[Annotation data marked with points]
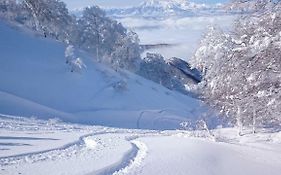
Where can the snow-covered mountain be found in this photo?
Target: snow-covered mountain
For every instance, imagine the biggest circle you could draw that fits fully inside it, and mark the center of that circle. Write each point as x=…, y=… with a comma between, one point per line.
x=35, y=81
x=168, y=8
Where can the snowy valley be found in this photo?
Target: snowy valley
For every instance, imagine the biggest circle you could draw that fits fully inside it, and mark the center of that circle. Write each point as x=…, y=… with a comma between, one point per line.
x=172, y=87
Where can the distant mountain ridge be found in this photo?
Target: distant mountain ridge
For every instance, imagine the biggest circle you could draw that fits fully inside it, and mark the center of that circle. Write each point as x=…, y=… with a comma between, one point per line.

What to work on: Repeat the listing above word for word, leaving out the picture.

Correct result:
Where can the snow-covered mountain be found in this photo?
Target: snow-covered mountain
For every instance, imagine the biggest circle you could draw that fits fully inside it, and mark the center of that circle. Write each point as x=…, y=… with a comma between, one point per line.
x=35, y=81
x=168, y=8
Where can the snowy valley be found in this photo?
Target: snowy valley
For every instance, imagine the biggest circle you could draw that fits fully inside it, and mark the center of that circle. Write each point as x=…, y=… with a comma between, one point per line.
x=172, y=87
Where can the distant mountain ridge be found in this photo?
Target: distant mountain ridge
For every instance, imagine the biggest circle you could draw that fits fully inside it, and mark the center of that circle. Write each point as x=…, y=… with a comma between, one point per line.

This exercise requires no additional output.